# Selected text
'''

What did Donald Trump do today?
He forced the military to give long-term contracts to the coal industry.
American utility companies have been using less and less coal to generate electricity every year for decades now. The reason is simple economics: coal is more expensive on a per-kilowatt-hour basis than either renewable fuels like solar and wind or its main fossil fuel competitor, natural gas.
Coal is a uniquely dirty fuel, even setting aside the fact that burning it contributes to climate change. It's also a major environmental source of cancer: burning it in the massive quantities needed to generate electricity puts tons of naturally occurring radioactive elements that would normally be safely underground right into the air. Even when the chemical fallout from coal isn't toxic in and of itself, like sulfur dioxide or fine particulates that clog lung passages, the downwind radioactive plume is a cancer-causing agent.
It also destroys the natural environment in the areas its mined. Toxic chemical agents used in the mining process can permanently foul water tables, and the acidic runoff kills wetland ecosystems. Even when coal companies have complied with government mandates to fix some of the environmental damage they've caused, the health problems for people living in coal-mining communites persist, and range from "traditional" mining diseases like emphysema and black lung to long-term genetic damage.
The nation's heaviest coal-mining areas are also its poorest, which is not a coincidence. The coal industry has a centuries-long reputation for ruthlessness when it comes to its own labor force. Even when prevailing wages for miners are enough to support a family on—and they have not been for quite a while—the work is incredibly dangerous, and grisly and preventable accidents due to mine owner neglect are still common. One example is the 2006 Sago Mine disaster, which killed 12 miners after an explosion in a mine that was operating with more than 200 active safety violations. Trump appointed the owner of that mine, billionaire Wilbur Ross, as his secretary of commerce during his first term.
The result of all this is that coal is a dying industry—and one that Americans from coal country, who know it best, are happy to see die. Virtually every other form of energy that exists is cheaper, cleaner, safer, more reliable, more profitable, easier to scale up, and requires less and cheaper infrastructure. And because coal's main use is in electricity generation, it's also the most easily replaced fuel: electrical grids don't care where the electricity comes from.

'''

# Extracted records
'''

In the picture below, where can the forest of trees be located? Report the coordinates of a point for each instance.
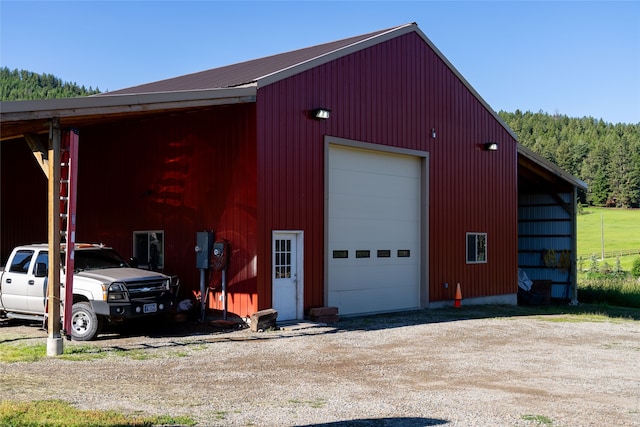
(606, 156)
(17, 85)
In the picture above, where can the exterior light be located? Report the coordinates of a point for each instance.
(321, 113)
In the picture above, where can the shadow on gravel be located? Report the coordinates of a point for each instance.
(426, 316)
(383, 422)
(216, 329)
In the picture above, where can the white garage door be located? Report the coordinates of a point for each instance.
(373, 230)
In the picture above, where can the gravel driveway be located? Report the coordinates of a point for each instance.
(487, 366)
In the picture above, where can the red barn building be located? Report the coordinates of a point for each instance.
(385, 202)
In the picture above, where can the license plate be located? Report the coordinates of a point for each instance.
(150, 308)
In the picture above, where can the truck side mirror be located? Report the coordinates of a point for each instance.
(41, 269)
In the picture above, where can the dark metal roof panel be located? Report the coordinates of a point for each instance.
(245, 73)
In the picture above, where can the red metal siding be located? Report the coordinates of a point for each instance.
(23, 192)
(393, 93)
(182, 174)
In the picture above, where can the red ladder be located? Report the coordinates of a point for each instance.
(68, 180)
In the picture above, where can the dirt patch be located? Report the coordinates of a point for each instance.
(439, 367)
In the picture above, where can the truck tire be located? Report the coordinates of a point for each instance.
(85, 324)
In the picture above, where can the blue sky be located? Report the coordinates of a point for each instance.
(579, 58)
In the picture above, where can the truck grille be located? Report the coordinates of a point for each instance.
(146, 288)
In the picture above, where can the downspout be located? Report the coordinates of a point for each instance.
(574, 248)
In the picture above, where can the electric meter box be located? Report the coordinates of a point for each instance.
(203, 249)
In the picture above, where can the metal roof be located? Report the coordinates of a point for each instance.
(199, 89)
(250, 72)
(541, 172)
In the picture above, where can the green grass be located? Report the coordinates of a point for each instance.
(56, 413)
(11, 352)
(621, 232)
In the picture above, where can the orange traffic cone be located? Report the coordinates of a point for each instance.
(458, 297)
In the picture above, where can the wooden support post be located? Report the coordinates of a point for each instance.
(54, 340)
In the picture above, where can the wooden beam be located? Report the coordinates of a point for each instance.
(39, 152)
(54, 340)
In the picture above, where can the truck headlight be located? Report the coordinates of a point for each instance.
(117, 292)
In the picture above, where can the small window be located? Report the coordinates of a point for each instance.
(21, 261)
(476, 248)
(404, 253)
(341, 254)
(363, 254)
(148, 249)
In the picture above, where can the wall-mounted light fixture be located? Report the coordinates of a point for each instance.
(321, 113)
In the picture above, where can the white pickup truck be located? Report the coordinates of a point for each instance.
(105, 288)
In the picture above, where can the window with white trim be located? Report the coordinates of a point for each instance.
(148, 249)
(476, 248)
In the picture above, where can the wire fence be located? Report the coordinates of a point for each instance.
(611, 254)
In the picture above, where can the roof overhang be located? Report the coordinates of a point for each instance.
(537, 172)
(372, 41)
(18, 118)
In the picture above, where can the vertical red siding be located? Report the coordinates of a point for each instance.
(393, 94)
(23, 192)
(182, 174)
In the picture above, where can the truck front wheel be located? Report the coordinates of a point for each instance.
(85, 324)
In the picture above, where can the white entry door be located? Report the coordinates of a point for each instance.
(286, 276)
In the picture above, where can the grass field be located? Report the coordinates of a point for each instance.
(621, 228)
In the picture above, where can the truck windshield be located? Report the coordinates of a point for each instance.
(96, 259)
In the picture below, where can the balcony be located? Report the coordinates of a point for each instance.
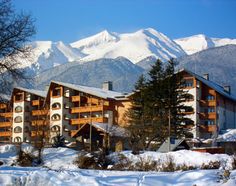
(207, 103)
(5, 134)
(5, 124)
(208, 128)
(210, 115)
(75, 98)
(38, 122)
(3, 106)
(80, 121)
(39, 112)
(6, 114)
(88, 109)
(38, 133)
(35, 102)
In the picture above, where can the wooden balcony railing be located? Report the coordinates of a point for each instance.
(88, 109)
(38, 122)
(5, 124)
(38, 133)
(75, 98)
(5, 134)
(207, 103)
(210, 115)
(6, 114)
(3, 106)
(208, 128)
(39, 112)
(36, 102)
(80, 121)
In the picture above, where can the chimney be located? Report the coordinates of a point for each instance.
(206, 76)
(107, 85)
(227, 89)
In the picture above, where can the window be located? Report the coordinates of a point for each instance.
(56, 92)
(55, 117)
(55, 128)
(209, 122)
(18, 119)
(18, 109)
(18, 130)
(17, 139)
(210, 97)
(56, 106)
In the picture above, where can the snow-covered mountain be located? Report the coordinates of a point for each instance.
(201, 42)
(133, 46)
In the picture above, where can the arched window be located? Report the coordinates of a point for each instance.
(18, 109)
(17, 129)
(17, 139)
(18, 119)
(56, 106)
(55, 117)
(55, 128)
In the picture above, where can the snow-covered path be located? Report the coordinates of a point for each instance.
(42, 176)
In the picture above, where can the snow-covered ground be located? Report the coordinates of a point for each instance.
(59, 169)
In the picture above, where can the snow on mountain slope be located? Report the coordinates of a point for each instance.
(133, 46)
(201, 42)
(47, 54)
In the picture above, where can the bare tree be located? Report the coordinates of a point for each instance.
(16, 29)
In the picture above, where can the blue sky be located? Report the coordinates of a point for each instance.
(71, 20)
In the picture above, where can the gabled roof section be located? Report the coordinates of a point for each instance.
(106, 94)
(211, 84)
(33, 91)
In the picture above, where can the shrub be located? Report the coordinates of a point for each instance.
(211, 165)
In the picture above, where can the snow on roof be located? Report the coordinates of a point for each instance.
(113, 130)
(211, 84)
(228, 136)
(93, 91)
(33, 91)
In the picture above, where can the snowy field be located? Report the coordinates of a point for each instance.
(59, 169)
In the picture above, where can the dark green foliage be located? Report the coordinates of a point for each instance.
(59, 141)
(156, 102)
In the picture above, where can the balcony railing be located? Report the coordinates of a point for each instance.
(5, 124)
(210, 115)
(88, 109)
(208, 103)
(36, 102)
(208, 128)
(3, 106)
(88, 120)
(38, 122)
(5, 134)
(6, 114)
(39, 112)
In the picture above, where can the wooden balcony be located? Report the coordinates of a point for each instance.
(39, 112)
(35, 102)
(73, 132)
(75, 98)
(38, 133)
(208, 128)
(6, 114)
(81, 121)
(5, 124)
(3, 106)
(38, 122)
(211, 115)
(88, 109)
(207, 103)
(5, 134)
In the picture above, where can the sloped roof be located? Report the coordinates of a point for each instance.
(33, 91)
(93, 91)
(211, 84)
(165, 145)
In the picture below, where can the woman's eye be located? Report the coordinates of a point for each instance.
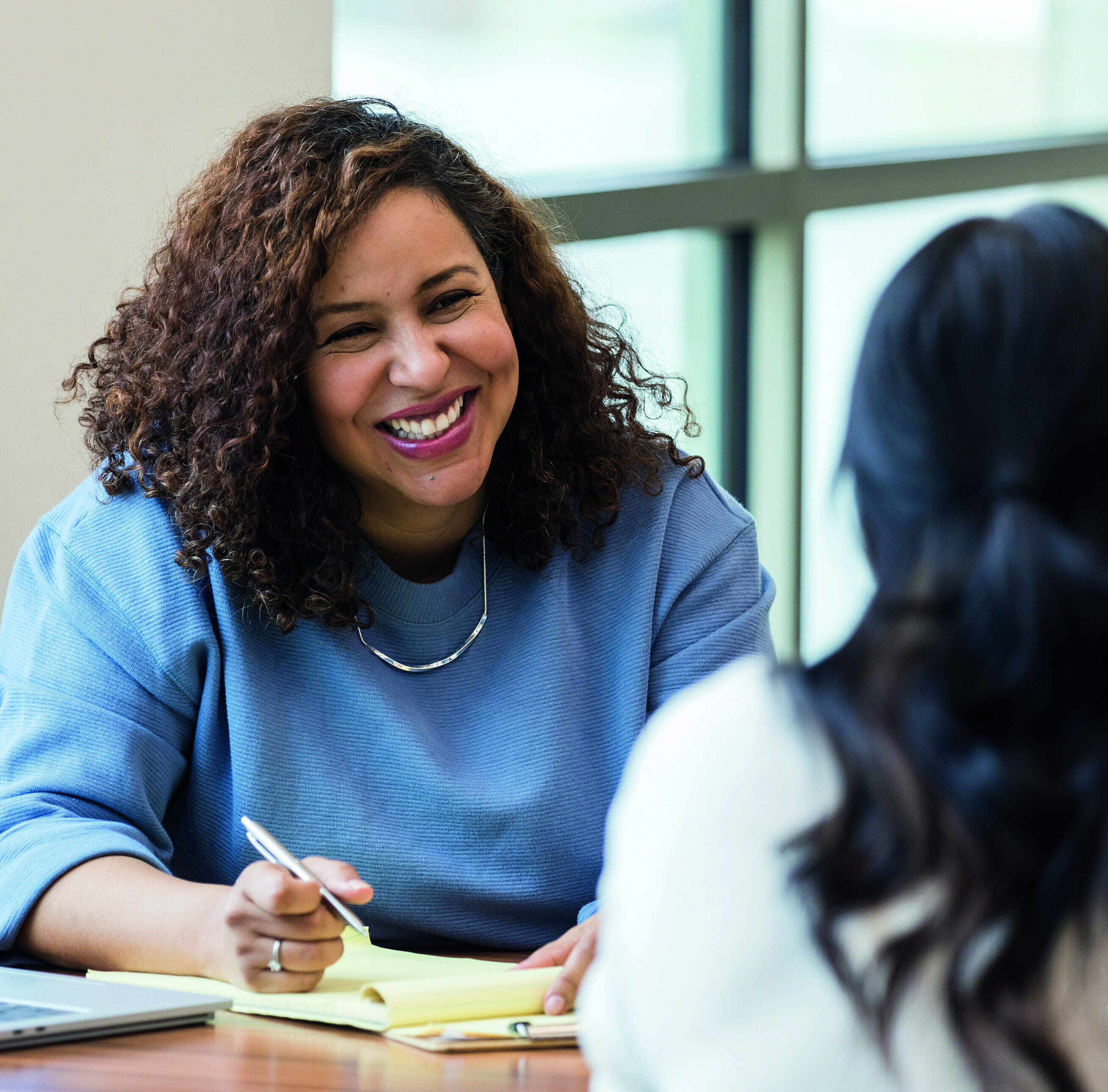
(359, 330)
(449, 301)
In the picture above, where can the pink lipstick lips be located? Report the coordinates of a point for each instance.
(449, 419)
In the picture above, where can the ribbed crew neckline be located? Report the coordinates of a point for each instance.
(395, 597)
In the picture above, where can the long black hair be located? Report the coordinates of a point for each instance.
(969, 711)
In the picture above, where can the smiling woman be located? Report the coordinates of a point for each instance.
(356, 408)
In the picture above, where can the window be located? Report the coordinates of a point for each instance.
(745, 175)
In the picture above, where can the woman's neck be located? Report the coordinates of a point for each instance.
(419, 543)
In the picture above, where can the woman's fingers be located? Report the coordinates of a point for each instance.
(299, 956)
(563, 991)
(573, 952)
(555, 953)
(269, 904)
(341, 880)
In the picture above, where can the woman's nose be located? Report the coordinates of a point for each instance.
(418, 359)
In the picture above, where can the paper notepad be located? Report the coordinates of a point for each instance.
(378, 989)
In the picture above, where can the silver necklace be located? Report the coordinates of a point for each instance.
(469, 640)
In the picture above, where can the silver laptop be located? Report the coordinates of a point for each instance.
(37, 1008)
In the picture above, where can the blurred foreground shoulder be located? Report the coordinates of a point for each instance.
(706, 975)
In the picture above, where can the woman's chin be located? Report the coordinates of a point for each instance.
(446, 486)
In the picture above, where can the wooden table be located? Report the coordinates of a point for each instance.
(240, 1053)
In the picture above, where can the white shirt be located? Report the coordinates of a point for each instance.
(707, 976)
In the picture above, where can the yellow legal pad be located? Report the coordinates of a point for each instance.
(437, 1003)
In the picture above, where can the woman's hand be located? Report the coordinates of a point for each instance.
(573, 952)
(267, 904)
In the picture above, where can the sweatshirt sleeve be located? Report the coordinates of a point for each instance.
(93, 731)
(714, 597)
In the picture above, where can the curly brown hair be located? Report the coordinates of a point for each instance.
(196, 385)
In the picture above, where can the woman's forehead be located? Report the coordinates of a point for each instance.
(405, 244)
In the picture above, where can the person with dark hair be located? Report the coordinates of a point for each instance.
(381, 551)
(888, 870)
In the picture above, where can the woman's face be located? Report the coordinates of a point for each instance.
(415, 371)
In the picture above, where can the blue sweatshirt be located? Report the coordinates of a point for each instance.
(142, 714)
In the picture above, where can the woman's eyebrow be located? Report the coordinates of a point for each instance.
(446, 275)
(356, 305)
(345, 308)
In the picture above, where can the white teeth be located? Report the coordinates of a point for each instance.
(428, 428)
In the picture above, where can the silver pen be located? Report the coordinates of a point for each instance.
(275, 853)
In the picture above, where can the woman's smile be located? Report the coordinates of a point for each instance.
(434, 429)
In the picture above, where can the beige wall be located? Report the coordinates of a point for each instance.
(109, 107)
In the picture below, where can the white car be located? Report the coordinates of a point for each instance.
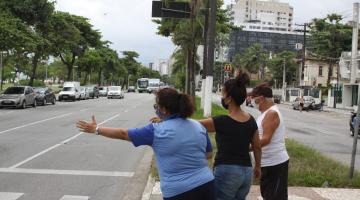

'''

From the coal article above, return the passage from "The result of" to "electricity comes from." verbatim.

# Reply
The result of all this is that coal is a dying industry—and one that Americans from coal country, who know it best, are happy to see die. Virtually every other form of energy that exists is cheaper, cleaner, safer, more reliable, more profitable, easier to scale up, and requires less and cheaper infrastructure. And because coal's main use is in electricity generation, it's also the most easily replaced fuel: electrical grids don't care where the electricity comes from.